When you return the data, keep each character exactly as it appears.

--*--

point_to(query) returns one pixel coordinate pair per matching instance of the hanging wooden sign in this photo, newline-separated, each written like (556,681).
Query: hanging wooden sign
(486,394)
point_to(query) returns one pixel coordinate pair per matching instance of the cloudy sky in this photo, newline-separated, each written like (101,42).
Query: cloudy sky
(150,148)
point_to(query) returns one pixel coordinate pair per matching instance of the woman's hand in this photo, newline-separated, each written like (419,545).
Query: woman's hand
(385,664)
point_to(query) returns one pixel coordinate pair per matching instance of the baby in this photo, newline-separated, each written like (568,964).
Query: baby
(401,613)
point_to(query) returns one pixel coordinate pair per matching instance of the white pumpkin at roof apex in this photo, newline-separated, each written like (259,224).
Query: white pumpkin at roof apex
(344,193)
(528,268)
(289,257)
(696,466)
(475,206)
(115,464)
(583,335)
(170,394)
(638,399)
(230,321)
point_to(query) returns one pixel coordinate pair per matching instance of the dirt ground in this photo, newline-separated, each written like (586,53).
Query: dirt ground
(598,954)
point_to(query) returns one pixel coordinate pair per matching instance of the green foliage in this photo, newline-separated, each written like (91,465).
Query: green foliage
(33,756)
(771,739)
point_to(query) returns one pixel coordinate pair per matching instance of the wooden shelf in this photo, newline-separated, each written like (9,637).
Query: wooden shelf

--*--

▶ Completed exercise:
point_to(query) returns one pixel coordinate pair per matching instance of the hanging wooden sign in this photo, newline-separated, each written like (556,681).
Query: hanging wooden sign
(486,394)
point_to(query) returns one pixel coordinate pair per matching instance of the cloudy sky in this photo, newline-separated, each written like (101,42).
Query: cloudy sky
(150,148)
point_to(query) returns one pixel coordinate pair per matching instance of the woman's hand in this photo, newline-separated, each written like (419,545).
Query: woman's hand
(385,664)
point_to(query) returns one pixel coordinate pair per matching instance of the baby in this photo, newline-separated, each written like (568,964).
Query: baby
(401,613)
point_to(query) returns one pixel coordinate pair per matching instance of the white pumpkin at roof apex in this photo, newline-separated, each written like (259,224).
Query: white pumpkin at roof apex
(344,193)
(528,268)
(289,257)
(696,466)
(475,206)
(115,464)
(583,335)
(170,394)
(638,399)
(230,321)
point_to(query) returns one pixel coordinate pair per matching instance of the dirt ground in this photo, newline-separated, each written like (586,53).
Query: dirt ground
(598,954)
point_to(query) returns one pixel coordinate pair per matching instance of the green foliage in this photo, newline-separated, each written like (91,465).
Query: green foliage
(33,756)
(771,739)
point_to(query) returns one pixel coordinate pair per matching instance of the wooden shelf in this photo, newline-separated, each written like (9,637).
Query: wooden shelf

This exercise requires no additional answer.